Last in Parliament October 2015, as NDP MP for Winnipeg Centre (Manitoba)

Lost his last election, in 2015, with 28% of the vote.

Statements in the House

Business of Supply March 1st, 2007

Mr. Speaker, I want to thank my colleague from Saint Boniface for representing very ably the views of people in the west and of the people of Manitoba regarding the C-17 contract.

I am old enough to remember the scandal surrounding the CF-18, at which time Winnipeg was the low bidder on the CF-18 maintenance contract. Brian Mulroney's government gave it to Quebec for purely political reasons even though Winnipeg was the low bid.

I serve notice right now and right here that we will never tolerate an insult like that again.We threw out Brian Mulroney. We rejected his entire government based on that. It became the turning point in western Canadian politics for a generation to come. We will not tolerate the humiliation and the insult that contract represented.

Now we are faced with the C-17. Reason seems to be prevailing that Manitoba will get its fair share of the maintenance of these aircraft. If we see this reason turning or shifting for pure political reasons to give this as a gift to Quebec yet again, a bribe or blackmail or whatever it is called, we will not tolerate it. We serve notice that we will rise up in the west just as they did during the 1990s and we will denounce the government if it weakens in its resolve. We demand our fair share of those jobs as determined by the industry and we insist on that--

Bank Act February 27th, 2007

Mr. Speaker, I am not sure Canadians know their banking rights. I am not sure that they insist on having their rights respected in the context of banking. For instance, some of the payday loan companies, those rip-off outfits that have taken the place of banks in the inner city, are charging people 2%, 3%, 4%, even 5% to cash a cheque, even a government cheque. It is against the law to charge a fee to cash a government cheque and yet they do.

Also, one of the reasons people have to go to these rip-off alternate banking companies is that they do not have an account with an established bank. Banks have to open accounts for people, even if they have no money. In the trade we made with the chartered banks, we granted them the exclusive monopoly privileges on certain very lucrative financial services in exchange for providing basic needs to Canadians. One of those things is they have to open a bank account for people. All people have to do is show some ID, even if they have no money, and then they have a relationship which enables them to cash cheques.

Does the member share my concern that perhaps we have not informed Canadians of their banking rights so that they know enough to demand their rights and that they be respected in the context of banking?

Tasks for this exercise:
1/ Reproduce the passage of the House statements between "Mr. Speaker, I want" and "the C-17 contract.", inclusive.
2/ List every percentage that the House statements say payday loan companies charge to cash a cheque.

[Location identification entries]
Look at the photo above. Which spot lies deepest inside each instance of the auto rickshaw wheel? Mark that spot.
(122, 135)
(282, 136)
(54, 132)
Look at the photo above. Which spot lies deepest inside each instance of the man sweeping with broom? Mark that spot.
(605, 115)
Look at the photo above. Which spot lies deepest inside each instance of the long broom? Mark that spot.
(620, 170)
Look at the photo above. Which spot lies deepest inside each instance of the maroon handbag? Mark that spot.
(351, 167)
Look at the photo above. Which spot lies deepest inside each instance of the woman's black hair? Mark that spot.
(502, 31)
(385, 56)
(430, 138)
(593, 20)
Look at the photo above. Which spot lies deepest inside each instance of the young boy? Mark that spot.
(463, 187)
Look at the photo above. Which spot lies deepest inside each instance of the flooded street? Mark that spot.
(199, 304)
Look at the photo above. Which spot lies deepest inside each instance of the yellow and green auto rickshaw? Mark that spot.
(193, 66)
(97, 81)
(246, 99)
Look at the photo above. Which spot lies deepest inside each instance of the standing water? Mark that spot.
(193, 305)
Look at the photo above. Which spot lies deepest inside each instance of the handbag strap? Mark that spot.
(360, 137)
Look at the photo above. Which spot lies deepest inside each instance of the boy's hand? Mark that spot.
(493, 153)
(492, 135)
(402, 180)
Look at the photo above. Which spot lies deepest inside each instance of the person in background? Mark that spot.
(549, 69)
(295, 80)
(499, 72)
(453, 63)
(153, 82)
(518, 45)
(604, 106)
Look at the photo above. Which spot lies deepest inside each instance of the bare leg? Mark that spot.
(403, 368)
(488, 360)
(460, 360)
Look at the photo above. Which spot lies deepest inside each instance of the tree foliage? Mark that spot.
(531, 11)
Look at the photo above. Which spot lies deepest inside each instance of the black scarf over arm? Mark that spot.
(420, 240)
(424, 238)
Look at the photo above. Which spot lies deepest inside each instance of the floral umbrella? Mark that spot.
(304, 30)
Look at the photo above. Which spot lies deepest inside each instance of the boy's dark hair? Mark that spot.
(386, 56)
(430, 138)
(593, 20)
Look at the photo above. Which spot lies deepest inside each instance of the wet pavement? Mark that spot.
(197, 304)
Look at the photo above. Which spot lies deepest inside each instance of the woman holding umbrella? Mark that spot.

Expected results:
1/
Mr. Speaker, I want to thank my colleague from Saint Boniface for representing very ably the views of people in the west and of the people of Manitoba regarding the C-17 contract.

2/ 2%, 3%, 4%, 5%